Work to be completed.
Rewrite the data from the line with "of baseball glove." up to and including the line with "[159,160,454,373]" as a two-column CSV with the columns input and output, one row for each "Here is your task" sentence and the answer under it. Put each value in one double-quoted field, and turn any line breaks into spaces.

Material supplied.
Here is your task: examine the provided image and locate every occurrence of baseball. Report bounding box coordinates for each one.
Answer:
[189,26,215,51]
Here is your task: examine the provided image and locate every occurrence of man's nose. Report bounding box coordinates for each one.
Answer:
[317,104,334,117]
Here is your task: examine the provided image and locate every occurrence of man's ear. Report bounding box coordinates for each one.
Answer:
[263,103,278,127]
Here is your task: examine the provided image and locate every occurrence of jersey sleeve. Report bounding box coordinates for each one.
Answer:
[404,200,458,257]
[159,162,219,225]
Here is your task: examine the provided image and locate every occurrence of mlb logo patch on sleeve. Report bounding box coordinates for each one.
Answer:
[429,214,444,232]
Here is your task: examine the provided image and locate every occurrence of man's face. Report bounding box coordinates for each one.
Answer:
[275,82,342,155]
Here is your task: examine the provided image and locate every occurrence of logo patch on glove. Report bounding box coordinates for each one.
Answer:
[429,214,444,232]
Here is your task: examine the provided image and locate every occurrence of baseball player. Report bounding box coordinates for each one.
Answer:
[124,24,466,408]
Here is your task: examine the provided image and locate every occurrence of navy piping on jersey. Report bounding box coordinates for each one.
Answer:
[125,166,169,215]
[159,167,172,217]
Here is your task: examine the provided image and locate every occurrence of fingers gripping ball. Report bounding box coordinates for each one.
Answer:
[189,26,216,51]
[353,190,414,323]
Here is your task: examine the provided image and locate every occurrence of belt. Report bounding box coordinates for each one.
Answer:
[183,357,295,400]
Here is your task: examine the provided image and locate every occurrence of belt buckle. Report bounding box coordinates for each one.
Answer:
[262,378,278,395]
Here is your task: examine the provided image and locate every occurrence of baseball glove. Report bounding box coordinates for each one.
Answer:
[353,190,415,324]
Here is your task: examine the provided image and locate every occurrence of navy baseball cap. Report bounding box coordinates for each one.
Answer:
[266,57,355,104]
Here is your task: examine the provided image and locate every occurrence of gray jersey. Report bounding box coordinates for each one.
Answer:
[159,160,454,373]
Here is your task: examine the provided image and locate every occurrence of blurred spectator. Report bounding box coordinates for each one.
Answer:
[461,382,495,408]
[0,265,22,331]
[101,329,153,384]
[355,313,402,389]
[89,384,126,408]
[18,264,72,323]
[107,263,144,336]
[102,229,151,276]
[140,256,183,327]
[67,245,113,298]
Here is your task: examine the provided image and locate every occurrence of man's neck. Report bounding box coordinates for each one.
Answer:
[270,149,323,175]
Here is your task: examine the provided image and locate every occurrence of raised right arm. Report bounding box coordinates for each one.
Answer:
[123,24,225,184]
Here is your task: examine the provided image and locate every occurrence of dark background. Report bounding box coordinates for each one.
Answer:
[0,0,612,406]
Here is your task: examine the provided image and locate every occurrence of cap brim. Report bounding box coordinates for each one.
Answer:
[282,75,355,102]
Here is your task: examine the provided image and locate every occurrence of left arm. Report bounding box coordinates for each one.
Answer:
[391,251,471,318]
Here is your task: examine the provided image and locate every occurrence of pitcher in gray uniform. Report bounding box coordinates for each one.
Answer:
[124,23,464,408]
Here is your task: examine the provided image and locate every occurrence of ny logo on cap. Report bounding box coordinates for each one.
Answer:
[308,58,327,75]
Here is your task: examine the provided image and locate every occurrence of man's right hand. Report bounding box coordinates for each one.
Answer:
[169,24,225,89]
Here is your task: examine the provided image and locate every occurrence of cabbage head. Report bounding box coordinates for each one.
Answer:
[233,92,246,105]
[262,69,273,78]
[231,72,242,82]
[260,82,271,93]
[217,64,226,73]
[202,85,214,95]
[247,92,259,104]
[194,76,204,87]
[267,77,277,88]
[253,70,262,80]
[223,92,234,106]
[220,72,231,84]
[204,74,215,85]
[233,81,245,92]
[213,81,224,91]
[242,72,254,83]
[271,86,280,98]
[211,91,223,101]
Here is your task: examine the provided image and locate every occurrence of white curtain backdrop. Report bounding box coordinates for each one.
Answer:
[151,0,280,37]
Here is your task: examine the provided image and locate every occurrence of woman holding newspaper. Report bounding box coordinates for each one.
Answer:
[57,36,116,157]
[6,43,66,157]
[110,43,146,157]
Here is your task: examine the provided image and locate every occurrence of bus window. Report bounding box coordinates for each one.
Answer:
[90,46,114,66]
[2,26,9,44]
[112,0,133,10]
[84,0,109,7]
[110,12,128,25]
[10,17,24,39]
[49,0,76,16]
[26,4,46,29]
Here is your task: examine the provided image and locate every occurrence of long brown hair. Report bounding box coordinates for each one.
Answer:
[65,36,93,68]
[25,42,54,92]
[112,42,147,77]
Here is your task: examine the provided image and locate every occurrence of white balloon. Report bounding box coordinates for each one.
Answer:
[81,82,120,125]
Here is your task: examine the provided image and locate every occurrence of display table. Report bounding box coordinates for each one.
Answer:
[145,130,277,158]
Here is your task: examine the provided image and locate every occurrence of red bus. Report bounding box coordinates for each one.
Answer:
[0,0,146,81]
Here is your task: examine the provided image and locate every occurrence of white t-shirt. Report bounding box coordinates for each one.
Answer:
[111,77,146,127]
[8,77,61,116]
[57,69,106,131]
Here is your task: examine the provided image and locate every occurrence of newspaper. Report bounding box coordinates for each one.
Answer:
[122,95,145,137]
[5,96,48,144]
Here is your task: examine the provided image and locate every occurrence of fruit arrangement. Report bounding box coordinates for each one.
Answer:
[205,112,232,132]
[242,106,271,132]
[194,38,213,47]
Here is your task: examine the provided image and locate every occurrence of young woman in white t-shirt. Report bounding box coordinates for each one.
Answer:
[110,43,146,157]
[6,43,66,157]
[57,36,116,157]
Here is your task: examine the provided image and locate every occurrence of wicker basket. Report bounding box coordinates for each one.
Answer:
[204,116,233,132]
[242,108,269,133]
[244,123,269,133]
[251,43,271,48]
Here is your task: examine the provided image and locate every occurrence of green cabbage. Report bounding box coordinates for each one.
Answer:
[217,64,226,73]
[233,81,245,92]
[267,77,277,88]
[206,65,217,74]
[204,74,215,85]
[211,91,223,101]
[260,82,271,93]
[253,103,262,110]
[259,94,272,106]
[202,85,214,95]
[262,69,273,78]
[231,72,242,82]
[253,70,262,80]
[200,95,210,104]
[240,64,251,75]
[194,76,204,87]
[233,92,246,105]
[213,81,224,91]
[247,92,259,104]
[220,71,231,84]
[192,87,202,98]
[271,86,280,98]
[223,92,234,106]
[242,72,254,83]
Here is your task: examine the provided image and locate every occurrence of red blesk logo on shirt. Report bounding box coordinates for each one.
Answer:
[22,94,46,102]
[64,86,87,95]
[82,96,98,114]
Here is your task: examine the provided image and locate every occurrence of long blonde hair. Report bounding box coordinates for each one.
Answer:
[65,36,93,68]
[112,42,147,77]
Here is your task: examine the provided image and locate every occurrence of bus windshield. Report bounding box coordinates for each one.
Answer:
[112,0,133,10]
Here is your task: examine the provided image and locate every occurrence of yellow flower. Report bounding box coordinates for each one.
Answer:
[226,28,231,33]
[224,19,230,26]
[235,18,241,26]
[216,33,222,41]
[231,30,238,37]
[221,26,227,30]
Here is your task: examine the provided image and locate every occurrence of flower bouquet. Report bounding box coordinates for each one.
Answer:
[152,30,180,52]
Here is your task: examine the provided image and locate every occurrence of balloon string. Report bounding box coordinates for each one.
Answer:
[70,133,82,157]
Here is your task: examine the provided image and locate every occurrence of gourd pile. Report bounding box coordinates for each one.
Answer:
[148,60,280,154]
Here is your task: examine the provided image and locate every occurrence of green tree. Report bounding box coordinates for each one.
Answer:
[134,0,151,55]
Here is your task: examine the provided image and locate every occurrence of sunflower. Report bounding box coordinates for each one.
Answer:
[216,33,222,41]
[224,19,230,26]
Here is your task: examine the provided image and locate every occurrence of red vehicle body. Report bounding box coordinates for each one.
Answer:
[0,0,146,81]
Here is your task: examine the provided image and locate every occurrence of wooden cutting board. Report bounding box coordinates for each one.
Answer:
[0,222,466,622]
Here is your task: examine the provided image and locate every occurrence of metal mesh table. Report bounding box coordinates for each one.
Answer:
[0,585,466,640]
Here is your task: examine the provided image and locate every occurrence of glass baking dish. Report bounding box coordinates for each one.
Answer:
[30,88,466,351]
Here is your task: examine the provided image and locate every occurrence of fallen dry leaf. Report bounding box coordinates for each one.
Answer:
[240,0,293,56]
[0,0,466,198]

Answer for the task.
input,output
"Here is your task: examine the provided image and locate every occurrence of baseball glove. Report bounding box coordinates for each one. Answer:","[353,190,415,324]"
"Here is your task: examine the provided image and locate every occurrence of navy baseball cap. Report bounding box coordinates for each one. Answer:","[266,57,355,104]"
"Here is your task: examine the provided image and locate every occurrence of gray jersey. Report bounding box coordinates for each one. Answer:","[159,160,454,373]"